--- Dataset entries ---

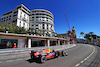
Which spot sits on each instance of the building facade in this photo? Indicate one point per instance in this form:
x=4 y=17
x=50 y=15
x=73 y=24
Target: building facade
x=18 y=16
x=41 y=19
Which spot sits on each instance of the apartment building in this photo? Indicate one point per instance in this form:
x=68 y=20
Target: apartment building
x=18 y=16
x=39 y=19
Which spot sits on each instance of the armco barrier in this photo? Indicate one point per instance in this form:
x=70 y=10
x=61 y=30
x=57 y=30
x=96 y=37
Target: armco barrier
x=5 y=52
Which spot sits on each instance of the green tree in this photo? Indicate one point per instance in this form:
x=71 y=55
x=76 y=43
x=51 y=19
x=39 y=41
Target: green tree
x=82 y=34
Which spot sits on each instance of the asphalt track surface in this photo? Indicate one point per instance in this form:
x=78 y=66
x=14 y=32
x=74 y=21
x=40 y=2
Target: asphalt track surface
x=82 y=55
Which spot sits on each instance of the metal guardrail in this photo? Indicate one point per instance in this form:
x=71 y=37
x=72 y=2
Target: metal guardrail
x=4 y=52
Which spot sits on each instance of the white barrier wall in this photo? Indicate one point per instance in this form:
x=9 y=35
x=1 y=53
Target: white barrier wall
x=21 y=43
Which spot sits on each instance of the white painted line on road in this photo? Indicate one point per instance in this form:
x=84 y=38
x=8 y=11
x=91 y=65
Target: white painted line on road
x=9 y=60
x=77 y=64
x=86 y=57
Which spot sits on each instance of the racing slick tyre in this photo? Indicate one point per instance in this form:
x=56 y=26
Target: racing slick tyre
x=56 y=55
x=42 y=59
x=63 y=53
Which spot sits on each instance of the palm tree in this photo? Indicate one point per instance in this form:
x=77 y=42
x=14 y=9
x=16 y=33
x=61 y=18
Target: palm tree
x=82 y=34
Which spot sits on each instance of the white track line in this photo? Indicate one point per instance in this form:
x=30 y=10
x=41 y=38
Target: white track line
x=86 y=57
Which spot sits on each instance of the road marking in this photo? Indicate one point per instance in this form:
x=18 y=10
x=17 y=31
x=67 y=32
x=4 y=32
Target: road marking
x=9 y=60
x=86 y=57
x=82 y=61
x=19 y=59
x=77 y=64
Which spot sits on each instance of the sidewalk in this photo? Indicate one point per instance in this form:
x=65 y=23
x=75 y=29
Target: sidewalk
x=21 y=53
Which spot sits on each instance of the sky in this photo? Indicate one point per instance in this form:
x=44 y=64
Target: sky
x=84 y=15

---

### Task goal
Make an exact copy of the data, leaving its pictures out.

### Response to this exercise
Which spot sits on each instance of the building facade in this photo? Indicate one point per instance in this form:
x=4 y=17
x=50 y=15
x=73 y=24
Target: building facade
x=18 y=16
x=41 y=19
Which spot sits on each instance of the apartment building in this photo? Indicate one point per instance in this form:
x=68 y=20
Target: apartment building
x=18 y=16
x=39 y=19
Which spot sits on each instance of the armco barrier in this photo? Indicate one point per instance in this form:
x=70 y=10
x=61 y=30
x=57 y=30
x=96 y=37
Target: armco barrier
x=5 y=52
Which spot sits on each instance of the green tree in this photo? Indicate one point per instance in this form:
x=71 y=55
x=76 y=43
x=51 y=19
x=39 y=41
Target: green tree
x=82 y=34
Which spot sits on each instance of the asphalt track surface in this photo? Indicate one point per instance in this form:
x=78 y=66
x=14 y=32
x=74 y=21
x=40 y=2
Target: asphalt track surface
x=82 y=55
Which spot sits on each instance of the metal guardrail in this photo? Indicate one point per instance in this form:
x=71 y=37
x=72 y=2
Target: metal guardrail
x=4 y=52
Which spot sits on each instance of the white barrier wall in this photo? Indicate one point per instance in this form:
x=9 y=35
x=1 y=53
Target: white barrier wall
x=21 y=43
Which spot sits on each instance of the white painted line on road in this photo? Indicate one point per instance in this form:
x=84 y=38
x=8 y=11
x=91 y=65
Target: white painted line on road
x=9 y=60
x=77 y=64
x=86 y=57
Which spot sits on each instance of the racing slick tyre in this photo? Indicate one point per instance in this form:
x=56 y=26
Target: racing slick tyre
x=56 y=55
x=42 y=59
x=63 y=53
Which spot sits on each instance of the palm tree in this photo? Indicate one point per instance in this form:
x=77 y=42
x=14 y=9
x=16 y=33
x=61 y=18
Target: palm tree
x=82 y=34
Which spot sits on each instance of the white track line in this photo? Indicate one point per instance in this form:
x=30 y=10
x=41 y=38
Target: white track line
x=86 y=57
Which spot sits on each instance of the road marking in this photo? Indicate one point per instance in this form:
x=18 y=10
x=17 y=31
x=67 y=32
x=4 y=32
Target: road marking
x=9 y=60
x=86 y=57
x=82 y=61
x=19 y=59
x=77 y=64
Which spot sits on each instance of the sidewalk in this photo? Indicate one point per instance in this form:
x=65 y=23
x=75 y=29
Target: sidewalk
x=21 y=53
Which spot sits on each instance of the sky in this photo? Indicate one point per instance in this form:
x=44 y=64
Target: sky
x=84 y=15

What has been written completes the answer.